Report only the number of rows below that contain the string "trousers". Case counts.

#####

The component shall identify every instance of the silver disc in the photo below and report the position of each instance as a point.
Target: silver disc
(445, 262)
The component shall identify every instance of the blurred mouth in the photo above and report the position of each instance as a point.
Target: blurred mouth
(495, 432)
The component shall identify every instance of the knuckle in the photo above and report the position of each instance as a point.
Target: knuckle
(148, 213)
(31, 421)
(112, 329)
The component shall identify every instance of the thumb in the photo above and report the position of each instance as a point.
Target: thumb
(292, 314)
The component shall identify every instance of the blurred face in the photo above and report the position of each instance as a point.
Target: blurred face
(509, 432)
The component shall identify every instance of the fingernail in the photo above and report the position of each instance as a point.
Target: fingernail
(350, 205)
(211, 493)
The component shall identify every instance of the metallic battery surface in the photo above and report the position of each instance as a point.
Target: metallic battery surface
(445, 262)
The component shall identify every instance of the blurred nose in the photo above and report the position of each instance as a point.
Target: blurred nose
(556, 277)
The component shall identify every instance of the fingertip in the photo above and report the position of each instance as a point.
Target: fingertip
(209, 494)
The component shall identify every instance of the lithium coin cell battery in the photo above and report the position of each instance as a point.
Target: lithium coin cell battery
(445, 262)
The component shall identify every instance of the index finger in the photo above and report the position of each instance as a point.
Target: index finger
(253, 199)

#####

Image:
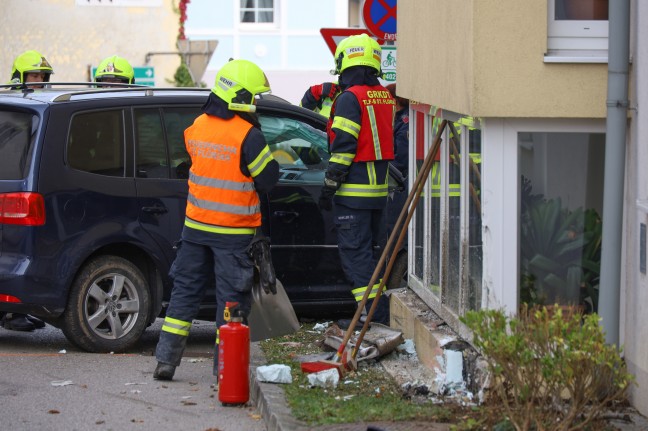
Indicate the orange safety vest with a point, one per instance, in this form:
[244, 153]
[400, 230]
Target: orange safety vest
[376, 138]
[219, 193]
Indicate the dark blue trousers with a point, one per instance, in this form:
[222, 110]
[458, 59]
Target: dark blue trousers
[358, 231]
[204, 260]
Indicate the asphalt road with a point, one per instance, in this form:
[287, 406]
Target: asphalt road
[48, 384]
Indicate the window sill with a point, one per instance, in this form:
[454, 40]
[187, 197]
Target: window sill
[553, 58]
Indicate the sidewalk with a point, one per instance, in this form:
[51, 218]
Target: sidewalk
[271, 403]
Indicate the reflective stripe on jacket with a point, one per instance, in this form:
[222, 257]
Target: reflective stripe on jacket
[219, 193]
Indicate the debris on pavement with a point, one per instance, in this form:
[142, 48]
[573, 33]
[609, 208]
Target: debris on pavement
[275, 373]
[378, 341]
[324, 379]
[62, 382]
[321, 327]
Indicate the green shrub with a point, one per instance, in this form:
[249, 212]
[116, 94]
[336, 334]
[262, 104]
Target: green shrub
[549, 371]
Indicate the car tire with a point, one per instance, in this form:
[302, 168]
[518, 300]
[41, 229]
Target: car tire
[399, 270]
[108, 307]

#####

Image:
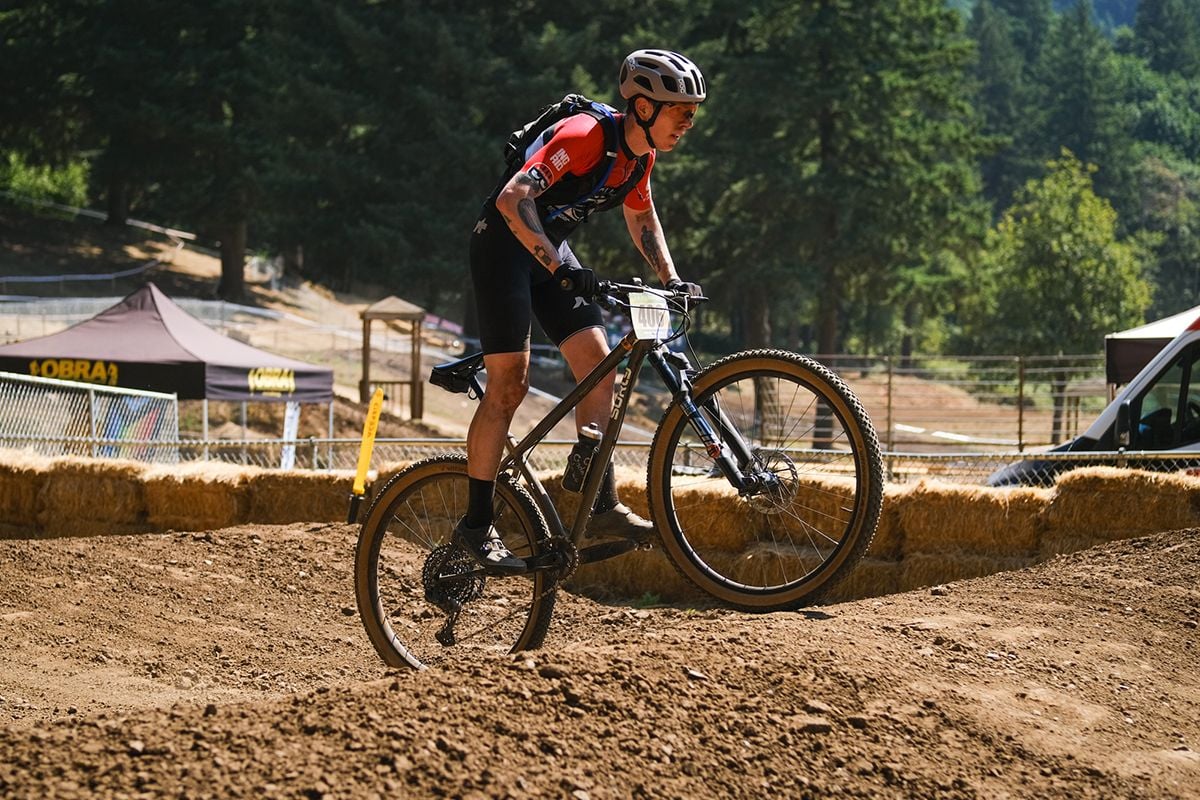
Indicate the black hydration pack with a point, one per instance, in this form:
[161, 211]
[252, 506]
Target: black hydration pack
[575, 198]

#####

- RIGHT ANSWER
2